SOAL :: Lanjutkan kutipan tentang kebenaran menurut penulis dan makna kias dalam cerpen, mulai setelah kalimat terakhirnya.

KUTIPAN ::
<<<<
Itu pertanyaan kritisnya, namun anak – anak perlu ketahui bahwa dalam konteks penulisan sastra (cerpen, novel, drama) ada prinsp license et politica, artinya kebenaran yang sebenarnya hanya ada pada sang penulis. Jadi dianggap sah dan wajar selama keseluruhan karya tersebut bisa diambil maknanya (tersirat atau pun tersurat).
Intinya adalah dalam cerpen ini secara umum menggunakan makna lugas, namun di beberapa bagaian ada makna kias. Untuk memahami keseluruhan cerpen seorang pembaca kritis atau kritikus sastra perlu memahami terlebih dahulu diksi yang bermakna kias tersebut.
>>>>
DATA YANG DISEDIAKAN ::
<<<<
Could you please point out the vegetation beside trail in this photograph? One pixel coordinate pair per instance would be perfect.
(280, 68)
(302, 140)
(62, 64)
>>>>
JAWABAN SOAL ::
Kelemahan
Tidak ada karya yang sempurna, demikian juga dengan cerpen yang ditulis oleh pak Carlos, mantan jurnalis yang kini menjadi guru di Manokwari Papua Barat ini. Namun kekurangan yang dimaksudkan dalam konteks ini hanya dilihat dari unsur pembaca dan bersifat subjektif. Kebenarannya hanya pada sang penulis, prinsip license et politica.
Kelemahan yang dimaksudkan ialah pilihan kata kias yang digunakan cenderung spesifik, misalnya penyebutan bilik bumi untuk kamar atau ruangan yang lain.
Jika mayoritas kata - kata yang digunakan bersifat spesifik dan kias maka akan sangat sulit bagi seorang pembaca untuk mendekati pemahaman sang penulisnya. Minimal memahami pesan tersirat dan tersurat dari cerpen tersebut.
Kelebihan
Pencinta buku dan penikmat sastra setelah membaca cerpen ini setidaknya ada dua hal yang bisa dilakukan.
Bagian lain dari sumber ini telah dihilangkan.